======== Data extract

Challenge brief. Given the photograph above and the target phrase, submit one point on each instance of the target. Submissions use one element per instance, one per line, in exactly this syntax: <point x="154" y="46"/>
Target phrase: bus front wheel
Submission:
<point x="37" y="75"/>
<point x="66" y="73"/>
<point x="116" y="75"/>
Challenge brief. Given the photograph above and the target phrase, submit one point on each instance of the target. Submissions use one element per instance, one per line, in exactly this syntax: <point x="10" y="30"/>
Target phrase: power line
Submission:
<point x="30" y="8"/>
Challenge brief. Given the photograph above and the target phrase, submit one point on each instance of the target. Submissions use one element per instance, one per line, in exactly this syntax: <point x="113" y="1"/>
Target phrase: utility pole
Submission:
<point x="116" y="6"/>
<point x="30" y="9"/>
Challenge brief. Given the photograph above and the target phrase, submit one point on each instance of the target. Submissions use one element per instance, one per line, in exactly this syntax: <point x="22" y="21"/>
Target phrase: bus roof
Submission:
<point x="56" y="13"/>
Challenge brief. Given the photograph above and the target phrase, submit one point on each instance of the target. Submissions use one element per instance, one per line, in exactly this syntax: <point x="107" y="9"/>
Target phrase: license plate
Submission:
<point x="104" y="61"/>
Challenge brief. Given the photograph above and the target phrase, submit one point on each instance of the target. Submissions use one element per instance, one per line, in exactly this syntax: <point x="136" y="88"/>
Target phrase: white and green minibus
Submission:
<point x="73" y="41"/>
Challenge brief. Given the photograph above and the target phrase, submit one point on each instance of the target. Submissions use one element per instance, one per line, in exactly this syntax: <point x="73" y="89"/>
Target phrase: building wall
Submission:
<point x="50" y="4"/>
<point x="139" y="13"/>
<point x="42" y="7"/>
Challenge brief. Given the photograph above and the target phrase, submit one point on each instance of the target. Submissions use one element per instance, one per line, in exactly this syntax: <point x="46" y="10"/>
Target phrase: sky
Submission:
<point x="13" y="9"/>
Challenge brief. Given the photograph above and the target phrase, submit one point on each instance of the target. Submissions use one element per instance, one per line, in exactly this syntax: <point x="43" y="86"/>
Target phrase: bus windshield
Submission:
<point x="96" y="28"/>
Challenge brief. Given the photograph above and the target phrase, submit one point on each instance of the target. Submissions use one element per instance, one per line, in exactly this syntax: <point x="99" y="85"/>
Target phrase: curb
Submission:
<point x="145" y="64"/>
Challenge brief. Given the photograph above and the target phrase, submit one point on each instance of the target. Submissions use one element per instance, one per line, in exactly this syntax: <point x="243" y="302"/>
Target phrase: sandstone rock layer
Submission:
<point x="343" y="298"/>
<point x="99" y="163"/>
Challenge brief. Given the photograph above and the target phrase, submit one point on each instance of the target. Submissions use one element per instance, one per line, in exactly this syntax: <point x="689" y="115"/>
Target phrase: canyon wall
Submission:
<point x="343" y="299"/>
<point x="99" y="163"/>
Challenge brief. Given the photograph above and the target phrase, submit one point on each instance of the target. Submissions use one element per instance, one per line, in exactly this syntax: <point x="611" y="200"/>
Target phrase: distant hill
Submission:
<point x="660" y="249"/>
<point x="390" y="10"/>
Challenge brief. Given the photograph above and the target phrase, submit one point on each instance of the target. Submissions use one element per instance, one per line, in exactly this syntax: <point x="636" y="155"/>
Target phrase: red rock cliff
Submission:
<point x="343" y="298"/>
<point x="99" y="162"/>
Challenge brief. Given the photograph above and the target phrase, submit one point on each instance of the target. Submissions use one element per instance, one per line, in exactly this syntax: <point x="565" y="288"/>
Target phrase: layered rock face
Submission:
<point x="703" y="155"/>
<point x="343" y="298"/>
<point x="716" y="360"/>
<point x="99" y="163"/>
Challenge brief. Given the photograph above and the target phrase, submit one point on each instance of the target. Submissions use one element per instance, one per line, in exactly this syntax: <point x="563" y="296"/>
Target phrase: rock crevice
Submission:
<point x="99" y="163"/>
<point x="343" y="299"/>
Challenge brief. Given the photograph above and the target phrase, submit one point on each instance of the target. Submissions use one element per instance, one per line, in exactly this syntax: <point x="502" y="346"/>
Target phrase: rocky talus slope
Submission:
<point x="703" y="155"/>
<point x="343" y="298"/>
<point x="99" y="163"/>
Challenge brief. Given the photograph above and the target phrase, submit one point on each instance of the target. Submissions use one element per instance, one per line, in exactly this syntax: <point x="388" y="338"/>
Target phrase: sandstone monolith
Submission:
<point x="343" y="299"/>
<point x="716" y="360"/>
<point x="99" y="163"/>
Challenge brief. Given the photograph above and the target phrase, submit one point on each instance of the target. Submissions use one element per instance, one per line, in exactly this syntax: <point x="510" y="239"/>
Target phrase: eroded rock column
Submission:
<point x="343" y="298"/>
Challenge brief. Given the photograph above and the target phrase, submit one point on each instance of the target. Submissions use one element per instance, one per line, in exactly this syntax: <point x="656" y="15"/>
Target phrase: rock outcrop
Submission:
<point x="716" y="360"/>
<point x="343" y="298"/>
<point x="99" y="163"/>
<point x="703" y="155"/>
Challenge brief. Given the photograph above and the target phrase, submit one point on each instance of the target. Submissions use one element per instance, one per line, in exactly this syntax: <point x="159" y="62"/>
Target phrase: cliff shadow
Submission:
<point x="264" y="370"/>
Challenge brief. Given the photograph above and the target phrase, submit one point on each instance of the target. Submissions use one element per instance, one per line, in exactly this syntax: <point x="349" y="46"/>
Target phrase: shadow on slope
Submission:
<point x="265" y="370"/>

================

**To do:** All lines that include the word "sandstone" must be copied from the material above.

**Response to this exercise:**
Target phrase: sandstone rock layer
Target phrase: sandstone monolith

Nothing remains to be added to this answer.